### [Set exercise]
Please edit the lines starting at the one containing "For every instance of the red lapel" and ending at the one containing "x=169 y=313", replacing "beige wall panel" with "tan wall panel". Give back only those lines, with everything else unchanged.

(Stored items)
________________________________________

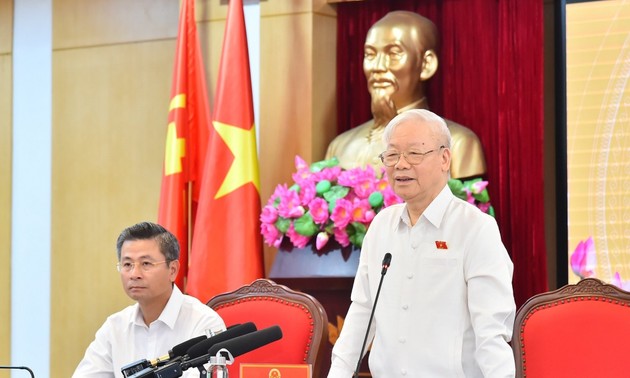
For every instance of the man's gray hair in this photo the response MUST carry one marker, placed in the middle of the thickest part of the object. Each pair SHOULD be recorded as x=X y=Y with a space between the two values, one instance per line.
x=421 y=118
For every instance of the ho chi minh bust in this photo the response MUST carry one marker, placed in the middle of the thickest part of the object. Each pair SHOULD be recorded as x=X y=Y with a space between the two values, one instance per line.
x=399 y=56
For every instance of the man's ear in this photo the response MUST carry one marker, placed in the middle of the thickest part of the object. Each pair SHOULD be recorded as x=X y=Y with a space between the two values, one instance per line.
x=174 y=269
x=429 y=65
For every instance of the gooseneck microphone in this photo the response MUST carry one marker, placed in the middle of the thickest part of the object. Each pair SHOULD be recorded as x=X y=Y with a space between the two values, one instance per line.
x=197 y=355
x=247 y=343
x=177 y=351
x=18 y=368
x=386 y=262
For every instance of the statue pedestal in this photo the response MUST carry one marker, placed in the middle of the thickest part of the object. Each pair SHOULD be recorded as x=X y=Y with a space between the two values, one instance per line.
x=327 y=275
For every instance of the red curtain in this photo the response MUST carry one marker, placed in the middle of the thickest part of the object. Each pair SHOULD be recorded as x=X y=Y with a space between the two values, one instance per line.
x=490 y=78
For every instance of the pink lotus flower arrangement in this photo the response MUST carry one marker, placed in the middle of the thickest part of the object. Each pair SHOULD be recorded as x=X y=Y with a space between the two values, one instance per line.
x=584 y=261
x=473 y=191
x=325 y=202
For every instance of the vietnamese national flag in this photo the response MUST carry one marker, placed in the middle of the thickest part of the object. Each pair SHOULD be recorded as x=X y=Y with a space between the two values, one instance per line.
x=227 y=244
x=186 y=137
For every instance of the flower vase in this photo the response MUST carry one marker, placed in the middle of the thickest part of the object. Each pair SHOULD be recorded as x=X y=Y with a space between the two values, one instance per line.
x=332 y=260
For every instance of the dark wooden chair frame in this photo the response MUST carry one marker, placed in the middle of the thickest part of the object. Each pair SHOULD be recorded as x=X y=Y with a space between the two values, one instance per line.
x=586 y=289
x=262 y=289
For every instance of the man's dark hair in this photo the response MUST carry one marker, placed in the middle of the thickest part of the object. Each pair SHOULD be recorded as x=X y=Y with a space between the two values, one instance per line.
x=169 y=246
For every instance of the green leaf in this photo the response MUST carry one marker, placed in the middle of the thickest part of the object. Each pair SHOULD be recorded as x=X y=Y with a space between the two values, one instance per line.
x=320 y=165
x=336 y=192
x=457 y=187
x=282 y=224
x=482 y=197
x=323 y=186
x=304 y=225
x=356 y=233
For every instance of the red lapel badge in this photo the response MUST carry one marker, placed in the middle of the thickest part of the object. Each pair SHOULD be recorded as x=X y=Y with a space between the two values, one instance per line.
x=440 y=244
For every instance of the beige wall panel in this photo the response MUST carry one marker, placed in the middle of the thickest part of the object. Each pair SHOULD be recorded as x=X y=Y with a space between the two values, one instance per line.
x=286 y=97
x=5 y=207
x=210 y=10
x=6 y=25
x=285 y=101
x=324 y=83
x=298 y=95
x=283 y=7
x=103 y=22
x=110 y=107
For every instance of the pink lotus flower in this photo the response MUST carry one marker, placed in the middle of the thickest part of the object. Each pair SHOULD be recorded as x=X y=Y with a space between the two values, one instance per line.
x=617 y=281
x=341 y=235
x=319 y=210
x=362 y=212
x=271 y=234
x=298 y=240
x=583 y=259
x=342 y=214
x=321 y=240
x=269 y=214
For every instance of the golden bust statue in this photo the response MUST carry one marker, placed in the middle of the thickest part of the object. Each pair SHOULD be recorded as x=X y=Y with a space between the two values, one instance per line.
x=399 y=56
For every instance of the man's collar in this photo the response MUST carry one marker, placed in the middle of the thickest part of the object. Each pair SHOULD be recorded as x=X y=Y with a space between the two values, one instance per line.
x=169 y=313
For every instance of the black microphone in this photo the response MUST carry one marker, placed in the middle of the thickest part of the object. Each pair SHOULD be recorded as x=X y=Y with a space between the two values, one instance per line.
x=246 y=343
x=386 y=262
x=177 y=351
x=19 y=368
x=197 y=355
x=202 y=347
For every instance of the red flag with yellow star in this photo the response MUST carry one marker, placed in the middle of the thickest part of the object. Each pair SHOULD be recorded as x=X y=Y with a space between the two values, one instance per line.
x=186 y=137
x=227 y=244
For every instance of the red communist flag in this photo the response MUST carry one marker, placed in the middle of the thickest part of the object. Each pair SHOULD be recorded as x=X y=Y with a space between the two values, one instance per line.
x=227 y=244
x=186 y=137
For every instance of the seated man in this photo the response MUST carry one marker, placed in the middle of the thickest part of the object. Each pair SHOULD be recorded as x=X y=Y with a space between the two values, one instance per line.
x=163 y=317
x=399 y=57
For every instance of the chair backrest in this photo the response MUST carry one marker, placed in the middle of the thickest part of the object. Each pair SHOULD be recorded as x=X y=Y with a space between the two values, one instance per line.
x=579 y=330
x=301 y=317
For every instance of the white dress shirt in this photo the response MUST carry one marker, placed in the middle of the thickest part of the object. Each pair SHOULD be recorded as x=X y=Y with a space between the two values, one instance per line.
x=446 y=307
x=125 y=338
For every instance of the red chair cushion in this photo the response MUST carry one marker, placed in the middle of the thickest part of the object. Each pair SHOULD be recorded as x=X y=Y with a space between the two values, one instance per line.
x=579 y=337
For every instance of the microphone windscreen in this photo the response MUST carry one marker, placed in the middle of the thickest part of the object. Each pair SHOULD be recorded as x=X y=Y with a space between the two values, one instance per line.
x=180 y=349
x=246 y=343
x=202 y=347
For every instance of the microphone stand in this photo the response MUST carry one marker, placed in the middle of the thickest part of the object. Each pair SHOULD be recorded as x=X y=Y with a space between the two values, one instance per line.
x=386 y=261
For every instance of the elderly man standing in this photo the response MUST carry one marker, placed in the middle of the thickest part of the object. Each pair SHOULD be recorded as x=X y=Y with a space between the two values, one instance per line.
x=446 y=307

________________________________________

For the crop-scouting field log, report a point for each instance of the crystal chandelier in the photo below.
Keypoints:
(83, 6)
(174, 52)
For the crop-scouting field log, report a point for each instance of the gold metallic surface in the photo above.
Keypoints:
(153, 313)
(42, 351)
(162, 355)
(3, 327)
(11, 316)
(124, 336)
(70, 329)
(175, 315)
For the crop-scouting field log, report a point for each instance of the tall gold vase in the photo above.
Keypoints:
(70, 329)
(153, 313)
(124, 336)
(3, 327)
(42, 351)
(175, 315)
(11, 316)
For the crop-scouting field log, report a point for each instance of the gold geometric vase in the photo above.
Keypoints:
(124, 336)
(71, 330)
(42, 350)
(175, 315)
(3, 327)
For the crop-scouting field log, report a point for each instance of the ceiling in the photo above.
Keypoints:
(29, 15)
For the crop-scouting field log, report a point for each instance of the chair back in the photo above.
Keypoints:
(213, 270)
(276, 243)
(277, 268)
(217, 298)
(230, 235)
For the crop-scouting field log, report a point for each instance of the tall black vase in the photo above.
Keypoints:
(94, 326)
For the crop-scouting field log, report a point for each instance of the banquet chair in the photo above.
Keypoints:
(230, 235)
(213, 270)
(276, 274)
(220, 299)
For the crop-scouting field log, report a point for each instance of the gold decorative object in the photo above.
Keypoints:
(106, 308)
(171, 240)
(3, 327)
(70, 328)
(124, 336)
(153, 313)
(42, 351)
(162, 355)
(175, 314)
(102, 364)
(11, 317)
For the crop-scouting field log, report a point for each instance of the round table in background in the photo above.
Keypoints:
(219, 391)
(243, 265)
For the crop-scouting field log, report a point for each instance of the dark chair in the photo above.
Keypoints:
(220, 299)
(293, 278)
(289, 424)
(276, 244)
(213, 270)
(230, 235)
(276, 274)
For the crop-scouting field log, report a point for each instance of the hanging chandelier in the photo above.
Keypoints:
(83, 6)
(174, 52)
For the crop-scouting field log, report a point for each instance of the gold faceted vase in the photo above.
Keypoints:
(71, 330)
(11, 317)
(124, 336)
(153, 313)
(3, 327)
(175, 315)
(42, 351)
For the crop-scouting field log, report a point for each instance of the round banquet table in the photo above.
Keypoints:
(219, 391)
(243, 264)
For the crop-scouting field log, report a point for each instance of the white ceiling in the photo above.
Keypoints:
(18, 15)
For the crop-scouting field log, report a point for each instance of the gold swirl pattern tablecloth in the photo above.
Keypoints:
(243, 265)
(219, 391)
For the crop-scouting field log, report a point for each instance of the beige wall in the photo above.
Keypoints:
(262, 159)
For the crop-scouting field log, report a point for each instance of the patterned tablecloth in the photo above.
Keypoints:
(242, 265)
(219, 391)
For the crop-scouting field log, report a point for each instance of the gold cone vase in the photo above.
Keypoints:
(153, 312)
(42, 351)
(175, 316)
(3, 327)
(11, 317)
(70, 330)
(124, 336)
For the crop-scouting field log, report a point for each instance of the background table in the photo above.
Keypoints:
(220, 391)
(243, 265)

________________________________________

### [Reply]
For every instance of the red lapel badge in this photo the response MUST carry one marker, placed in the middle of the thickest part of the object. Each pair SHOULD be recorded as x=X y=Y with a space between the two values, one instance per line.
x=440 y=244
For every instance of the tan wall panel in this photo the response MUST carry one marker, placed in the middle of the thickest part of the object. Each pair SHOULD be recorded as x=X y=Y with a space between the two values, one instance per line.
x=286 y=97
x=5 y=207
x=210 y=10
x=6 y=25
x=285 y=101
x=324 y=83
x=298 y=95
x=283 y=7
x=103 y=22
x=110 y=107
For every instance of the pink lotus flower in this photo the response MUST carry one marker, placed in the middle of the thickest part of the object. Each pair SHOULD be recorded as x=X y=Y with a space between the two values, one instance per line.
x=617 y=281
x=341 y=235
x=319 y=210
x=362 y=212
x=271 y=234
x=298 y=240
x=583 y=259
x=342 y=214
x=321 y=240
x=269 y=214
For every instance of the golden bust statue in this photo the response MUST carry one marker, placed in the middle of the thickest part of the object. Each pair SHOULD be recorded as x=X y=Y with a space between the two values, one instance per line.
x=399 y=56
For every instance of the man's collar in this photo the response MUST carry one marker, placed in the middle of the thickest part of the object. Each pair SHOULD be recorded as x=X y=Y with a space between the two values, one instance per line.
x=169 y=313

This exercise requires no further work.